Input:
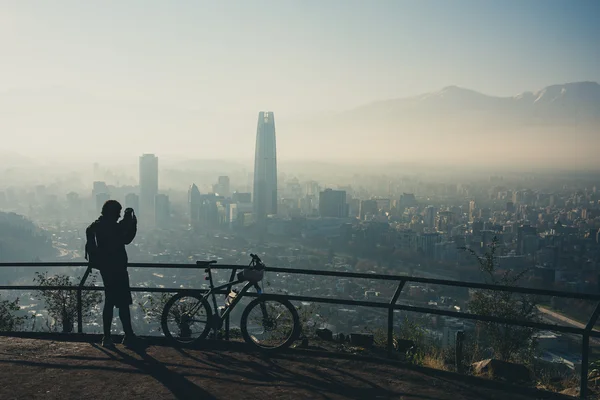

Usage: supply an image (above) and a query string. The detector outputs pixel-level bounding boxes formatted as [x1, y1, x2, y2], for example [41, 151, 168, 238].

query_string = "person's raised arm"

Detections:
[119, 210, 137, 244]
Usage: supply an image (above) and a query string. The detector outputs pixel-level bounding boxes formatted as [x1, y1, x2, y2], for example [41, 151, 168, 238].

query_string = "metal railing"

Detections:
[0, 262, 600, 398]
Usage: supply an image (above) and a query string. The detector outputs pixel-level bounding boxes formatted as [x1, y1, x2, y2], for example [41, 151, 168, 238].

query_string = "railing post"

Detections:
[77, 288, 83, 333]
[579, 302, 600, 399]
[77, 267, 92, 333]
[388, 280, 406, 358]
[454, 331, 465, 374]
[579, 332, 590, 399]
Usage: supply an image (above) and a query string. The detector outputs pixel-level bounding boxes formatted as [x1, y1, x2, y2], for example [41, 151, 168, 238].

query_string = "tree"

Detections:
[0, 299, 27, 332]
[33, 272, 102, 333]
[466, 238, 538, 361]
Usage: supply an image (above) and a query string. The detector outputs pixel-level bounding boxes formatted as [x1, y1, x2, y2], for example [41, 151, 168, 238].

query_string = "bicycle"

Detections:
[161, 254, 300, 351]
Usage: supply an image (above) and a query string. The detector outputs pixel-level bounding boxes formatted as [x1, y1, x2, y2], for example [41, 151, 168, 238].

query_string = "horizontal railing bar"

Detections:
[266, 267, 600, 300]
[0, 285, 600, 338]
[0, 262, 600, 301]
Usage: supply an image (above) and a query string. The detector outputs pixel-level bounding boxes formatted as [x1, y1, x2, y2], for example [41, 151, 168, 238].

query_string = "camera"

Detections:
[123, 207, 135, 219]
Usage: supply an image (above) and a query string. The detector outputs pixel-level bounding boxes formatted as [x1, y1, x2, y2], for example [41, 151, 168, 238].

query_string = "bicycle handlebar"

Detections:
[196, 260, 217, 267]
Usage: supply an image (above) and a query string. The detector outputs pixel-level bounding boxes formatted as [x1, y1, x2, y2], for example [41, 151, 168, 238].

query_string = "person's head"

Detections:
[102, 200, 123, 221]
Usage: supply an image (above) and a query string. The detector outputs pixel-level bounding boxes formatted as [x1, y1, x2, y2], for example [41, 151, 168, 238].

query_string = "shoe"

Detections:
[121, 335, 139, 347]
[102, 336, 115, 348]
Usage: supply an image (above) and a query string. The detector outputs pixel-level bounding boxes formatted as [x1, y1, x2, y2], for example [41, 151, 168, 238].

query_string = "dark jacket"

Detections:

What is asked: Recast the stretch from the start of the records through the line containing "[0, 262, 600, 398]" as a numbered list, one line per item, with blank lines dropped. Leave the pictures out of your answer.

Finished answer:
1. Usage: supply an image (above) and a query string. The detector outputs pixel-level bounding boxes formatted as [x1, y1, x2, y2], for example [41, 151, 168, 238].
2. query_string = "person's raised arm"
3. Detections:
4. [119, 210, 137, 244]
5. Usage: supply an image (above) and a query string. The detector outputs pixel-level bounding boxes formatted as [x1, y1, x2, y2], for example [41, 151, 168, 238].
6. query_string = "metal railing"
7. Detections:
8. [0, 262, 600, 398]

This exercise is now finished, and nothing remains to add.